#### Text section ####

Research on laser paint removal mainly focuses on a single mechanism, such as ablation, thermal stress stripping, and plasma shock. There are few studies on the thermal-mechanical coupling process of laser paint removal. Therefore, studying the thermal-mechanical coupling process of laser paint removal can reveal the primary mechanism of nanosecond laser paint removal.

This paper establishes a thermal-mechanical coupling model for nanosecond laser paint removal based on the heat conduction theory, Newton’s second law, and Fabbro’s theory. The novelty of this work lies in establishing the theory and simulation model of laser thermal-mechanical coupling paint removal. The thermal stress and plasma shock effects on the laser paint removal process were studied theoretically and experimentally. It is worth noting that thermal stress significantly affects the laser paint removal process. The mechanism of laser paint removal can be deeply understood through the thermal-mechanical coupling model of laser paint removal.

2. Theoretical Model

The paint removal process for the nanosecond laser includes ablation, thermal stress, plasma shock, and other phenomena. According to physical processes, the paint removal mechanisms of ablation, thermal stress, and plasma shock can be divided into thermal ablation and stress-stripping. The gasification of the paint film due to high temperatures is called thermal ablation. The paint film’s thermal stress and plasma shock stripping is called stress stripping. Because these three mechanisms affect the paint removal process, it is necessary to study the effect of these mechanisms on the paint removal process. We developed a model for the thermal-mechanical coupling laser removal of paint because the paint film and aluminum alloy substrate are isotropic materials. A two-dimensional axisymmetric model can be used to describe the laser paint removal process.

#### Data block ####

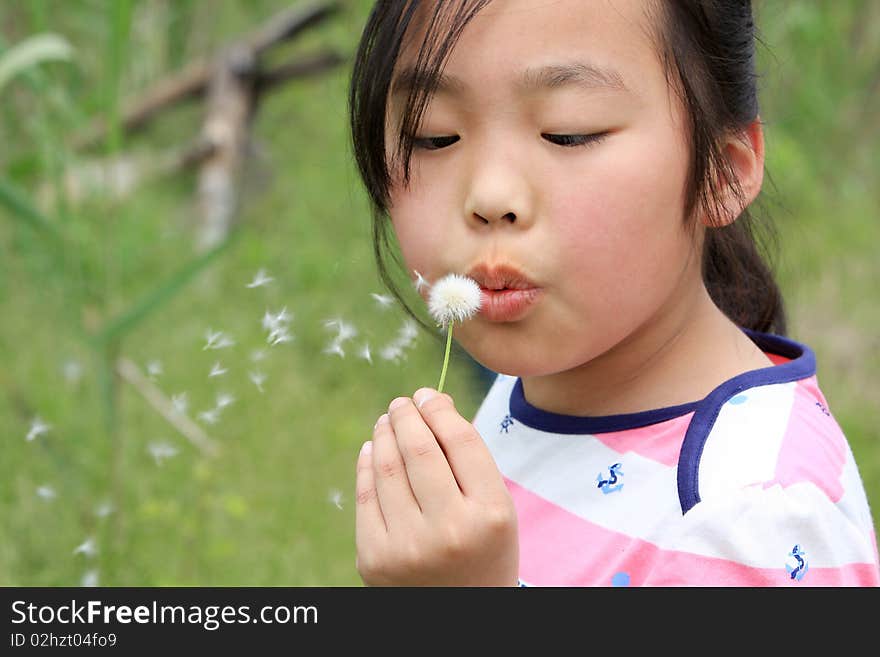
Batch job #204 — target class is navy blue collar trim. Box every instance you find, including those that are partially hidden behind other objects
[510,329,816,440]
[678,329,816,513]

####

→ **Problems to work on**:
a. In the laser paint removal passage, which three theories is the thermal-mechanical coupling model based on?
b. Quote the laser paint removal passage from "The paint removal process for" to "describe the laser paint removal process.".
c. Write what comes next in the laser paint removal passage, picking up after its final sentence.
The lines play no part in any of this work.

→ **In response**:
a. Heat conduction theory, Newton’s second law, and Fabbro’s theory.

b.
The paint removal process for the nanosecond laser includes ablation, thermal stress, plasma shock, and other phenomena. According to physical processes, the paint removal mechanisms of ablation, thermal stress, and plasma shock can be divided into thermal ablation and stress-stripping. The gasification of the paint film due to high temperatures is called thermal ablation. The paint film’s thermal stress and plasma shock stripping is called stress stripping. Because these three mechanisms affect the paint removal process, it is necessary to study the effect of these mechanisms on the paint removal process. We developed a model for the thermal-mechanical coupling laser removal of paint because the paint film and aluminum alloy substrate are isotropic materials. A two-dimensional axisymmetric model can be used to describe the laser paint removal process.

c.
2.1. Ablation Process

In the process of laser paint removal, the temperature of the paint film absorbing laser energy rises and ablates. Since the nanosecond laser pulse width is short, the heat loss from gasification is much more significant than the natural heat convection and thermal radiation caused by temperature differences. Therefore, the heat loss caused by convective heat transfer and heat radiation can be ignored during laser paint removal. The heat conduction equation can be expressed as follows [20,21]:

$$\rho C\frac{\partial T}{\partial t}-\nabla \cdot (k\nabla T)=Q_{ns}+q_0,$$

(1)

$$\begin{array}{c}{Q}_{ns}=A\zeta (r)(e/\tau \pi r_1^2)exp\left(-\left(\frac{t-\tau }{{\tau }_0}\right)\right)exp(-{\kappa }_p{\nu }_p(t-{\tau }_0))\\ {\tau }_0<t<2\tau +{\tau }_0\end{array},$$

(2)

$$\zeta (r)=\{\begin{array}{cc}0& else\\ 1& r_1>r>0\end{array},$$

(3)

$$q_0=-v\rho \mathrm{\Delta }{H}_v,$$

(4)

where Q_ns is the laser heat source, q₀ is the energy loss caused by evaporation, r₁ is the spot radius of the pulsed laser, A is the laser absorption rate of the paint film, and v is the gasification rate of materials. τ is the laser pulse width, τ₀ = τ/2 is the laser incident time, e is the laser energy, ζ(r) is the spatial distribution function of the laser spot, ρ, C, and k are the density, specific heat capacity, and thermal conductivity of the material, respectively, κ_p is the plume absorption coefficient, ν_p is the plume expansion velocity, r is the distance from the center of the spot, T is the temperature of the material, and ΔH_v is the latent heat of gasification.

The gasification rate v of the material can be calculated using the Hertz–Knudsen equation [22],

$$v=0.82\sqrt{\frac{m}{2\pi k_b}}\frac{p_{sat}(T)}{\sqrt{T}},$$

(5)

$$p_{sat}(T)=P_{0}exp\left[\frac{\mathrm{\Delta }{H}_v}{k_b}\left(\frac{1}{T_b}-\frac{1}{T}\right)\right],$$

(6)

where m is the atomic mass of the material, k_b is the Boltzmann constant, T_b is the evaporation temperature of the paint film, and P₀ is the standard atmospheric pressure.

Because the paint film is in close contact with the substrate, its contact surface temperature is the same. The boundary conditions can be expressed as follows:

$$T_p(r,l_1,t)=T_s(r,l_1,t),$$

(7)

where l₁ is the thickness of the paint film material, and the subscripts s and p represent the aluminum alloy substrate and the epoxy resin paint film, respectively.

The initial condition can be expressed as follows:

$$T(r,z,0)=293.25K,$$

(8)

where z is the depth of material.

2.2. Mechanical Stripping Process

According to Newton’s second law, the governing equation for the propagation of stress waves in solid materials can be expressed as follows:

$$\rho \frac{{\partial }^2\mathit{u}}{\partial t^2}=\nabla \cdot \sigma ,$$

(9)

where σ and u are the stress tensor and displacement vector.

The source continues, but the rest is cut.